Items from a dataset
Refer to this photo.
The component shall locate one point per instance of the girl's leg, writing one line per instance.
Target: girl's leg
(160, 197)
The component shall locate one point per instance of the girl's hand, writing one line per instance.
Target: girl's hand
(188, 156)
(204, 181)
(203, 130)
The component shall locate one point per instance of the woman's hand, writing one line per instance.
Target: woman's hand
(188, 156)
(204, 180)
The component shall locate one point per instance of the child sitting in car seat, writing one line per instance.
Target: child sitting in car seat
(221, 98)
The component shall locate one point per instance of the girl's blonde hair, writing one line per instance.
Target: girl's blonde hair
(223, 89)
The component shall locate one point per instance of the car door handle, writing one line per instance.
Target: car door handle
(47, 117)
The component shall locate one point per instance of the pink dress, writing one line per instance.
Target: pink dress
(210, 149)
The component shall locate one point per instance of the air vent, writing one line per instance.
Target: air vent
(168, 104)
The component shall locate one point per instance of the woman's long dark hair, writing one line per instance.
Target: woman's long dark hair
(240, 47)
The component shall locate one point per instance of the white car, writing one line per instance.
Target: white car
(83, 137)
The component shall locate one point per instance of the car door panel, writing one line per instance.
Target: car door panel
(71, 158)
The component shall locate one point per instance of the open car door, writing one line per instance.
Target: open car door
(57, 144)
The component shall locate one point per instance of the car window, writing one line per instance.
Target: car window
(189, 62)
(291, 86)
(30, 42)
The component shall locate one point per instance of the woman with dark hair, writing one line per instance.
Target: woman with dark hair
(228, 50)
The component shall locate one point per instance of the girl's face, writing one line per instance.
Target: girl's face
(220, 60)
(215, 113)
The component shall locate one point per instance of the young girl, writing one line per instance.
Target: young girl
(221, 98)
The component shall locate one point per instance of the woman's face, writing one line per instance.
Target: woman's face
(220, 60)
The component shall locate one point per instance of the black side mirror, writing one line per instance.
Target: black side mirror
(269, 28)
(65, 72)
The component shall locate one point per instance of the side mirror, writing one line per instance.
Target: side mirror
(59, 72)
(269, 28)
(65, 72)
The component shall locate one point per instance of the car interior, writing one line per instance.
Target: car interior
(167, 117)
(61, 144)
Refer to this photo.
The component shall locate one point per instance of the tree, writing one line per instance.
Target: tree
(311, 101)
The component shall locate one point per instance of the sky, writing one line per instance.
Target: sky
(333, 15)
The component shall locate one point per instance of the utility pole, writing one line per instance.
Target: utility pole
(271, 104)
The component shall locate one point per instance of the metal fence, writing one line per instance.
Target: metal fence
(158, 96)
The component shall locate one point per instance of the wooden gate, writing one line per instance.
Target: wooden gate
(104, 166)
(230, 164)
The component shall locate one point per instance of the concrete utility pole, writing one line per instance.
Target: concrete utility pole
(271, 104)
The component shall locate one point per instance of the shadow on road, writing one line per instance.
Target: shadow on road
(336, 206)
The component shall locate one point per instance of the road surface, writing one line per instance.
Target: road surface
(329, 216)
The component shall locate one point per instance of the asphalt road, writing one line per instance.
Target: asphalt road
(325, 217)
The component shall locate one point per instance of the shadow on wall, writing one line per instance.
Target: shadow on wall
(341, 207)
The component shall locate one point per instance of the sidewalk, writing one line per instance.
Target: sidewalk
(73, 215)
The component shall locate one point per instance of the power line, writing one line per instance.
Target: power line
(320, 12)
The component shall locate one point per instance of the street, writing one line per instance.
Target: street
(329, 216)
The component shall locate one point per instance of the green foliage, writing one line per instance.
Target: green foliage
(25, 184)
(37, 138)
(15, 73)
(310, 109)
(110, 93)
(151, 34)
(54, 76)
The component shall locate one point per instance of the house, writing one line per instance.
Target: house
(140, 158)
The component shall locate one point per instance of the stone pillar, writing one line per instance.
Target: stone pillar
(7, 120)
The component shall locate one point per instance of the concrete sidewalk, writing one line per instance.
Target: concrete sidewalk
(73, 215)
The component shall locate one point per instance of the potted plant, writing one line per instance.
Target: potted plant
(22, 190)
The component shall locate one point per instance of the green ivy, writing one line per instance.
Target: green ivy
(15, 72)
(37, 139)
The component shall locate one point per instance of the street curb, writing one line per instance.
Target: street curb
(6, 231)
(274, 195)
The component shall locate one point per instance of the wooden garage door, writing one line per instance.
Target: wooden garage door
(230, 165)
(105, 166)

> [GOAL OF THE EXERCISE]: Write out the data again, exactly and in full.

> [EXERCISE ANSWER]:
Refer to this photo.
The component shall locate one point per instance of the girl's leg, writing one line per instance.
Target: girl's leg
(160, 197)
The component shall locate one point per instance of the girl's hand, writing one line per instance.
Target: girl's hand
(188, 156)
(204, 181)
(203, 130)
The component shall locate one point per instance of the woman's hand, writing one line per instance.
Target: woman's hand
(188, 156)
(204, 180)
The component shall locate one point per instance of the child sitting in car seat, writing one line per instance.
Target: child sitting in car seat
(221, 98)
The component shall locate one point per instance of the girl's blonde hair, writing one line per instance.
Target: girl's blonde hair
(223, 89)
The component shall locate one point per instance of the car door handle, writing one line per instance.
Target: car door handle
(47, 117)
The component shall locate one point per instance of the pink dress, writing one line per instance.
Target: pink dress
(210, 149)
The component shall locate one point per instance of the air vent, writing one line per instance.
Target: air vent
(168, 104)
The component shall locate one point per instance of the woman's long dark hair, writing one line per instance.
Target: woman's long dark hair
(240, 47)
The component shall locate one point per instance of the white car, writing one line per instance.
Target: white car
(83, 137)
The component shall locate one point per instance of the car door panel, writing one line per instance.
Target: car door panel
(71, 158)
The component shall locate one point per instance of the open car door, writing one line per instance.
Target: open car door
(57, 144)
The component shall locate one point per instance of the car window, writing one line per instance.
Target: car window
(189, 62)
(291, 86)
(30, 42)
The component shall locate one point per instance of the woman with dark hair, writing one line per instance.
Target: woman with dark hair
(228, 50)
The component shall locate one point per instance of the girl's face, writing one line per instance.
Target: girl's face
(220, 60)
(215, 113)
The component shall locate one point per instance of the young girl, writing one line per instance.
Target: young girl
(221, 98)
The component shall locate one point per instance of the woman's face, writing one line per instance.
Target: woman's face
(220, 60)
The component shall locate one point per instance of the black side mirror, writing one line per instance.
Target: black side mirror
(269, 28)
(65, 72)
The component shall locate one point per instance of the side mirror, writing one line per instance.
Target: side mirror
(59, 72)
(269, 28)
(65, 72)
The component shall locate one point per instance of the car interior, writing one line per instance.
Target: car interior
(167, 117)
(61, 144)
Refer to this photo.
The component shall locate one point per instance of the tree, writing one line per instance.
Target: tree
(311, 101)
The component shall locate one point per instance of the sky, writing one line per instance.
Target: sky
(333, 15)
The component shall locate one point per instance of the utility pole, writing one line per instance.
Target: utility pole
(271, 104)
The component shall locate one point per instance of the metal fence, writing one line per instance.
Target: metal fence
(158, 96)
The component shall locate one point per instance of the wooden gate, writing one line per instance.
Target: wooden gate
(104, 166)
(230, 164)
The component shall locate one point per instance of the concrete utility pole, writing one line per instance.
Target: concrete utility pole
(271, 104)
The component shall locate one point per instance of the shadow on road, writing one line per instance.
Target: shadow on road
(336, 206)
The component shall locate one point per instance of the road surface, writing one line per instance.
Target: road surface
(329, 216)
The component shall locate one point per instance of the asphalt road, writing one line per instance.
Target: asphalt road
(325, 217)
The component shall locate one point per instance of the shadow on wall, writing one line per instance.
Target: shadow on wall
(341, 207)
The component shall locate one point per instance of the sidewalk, writing one line per instance.
Target: sidewalk
(73, 215)
The component shall locate one point per instance of the power line, writing one line per instance.
Target: power line
(320, 12)
The component shall locate one point per instance of the street, writing one line per instance.
Target: street
(329, 216)
The component shall locate one point per instance of the green foliage, writing one line per instance.
Target: green foliage
(25, 184)
(37, 138)
(15, 73)
(310, 109)
(110, 93)
(151, 34)
(54, 76)
The component shall locate one point per instance of the house, writing one line per instance.
Target: house
(140, 158)
The component shall locate one point per instance of the stone pillar, writing one line per instance.
Target: stone pillar
(7, 120)
The component shall locate one point per instance of the concrete sidewalk, writing one line per instance.
Target: concrete sidewalk
(73, 215)
The component shall locate one point per instance of the potted plant, writing one line per instance.
Target: potted plant
(22, 190)
The component shall locate one point per instance of the green ivy, writing one line per instance.
Target: green ivy
(15, 72)
(37, 139)
The component shall locate one point per instance of the street curb, writing one line per instance.
Target: street curb
(6, 231)
(274, 195)
The component shall locate one point per instance of the wooden garage door, writing one line per instance.
Target: wooden garage door
(230, 165)
(105, 166)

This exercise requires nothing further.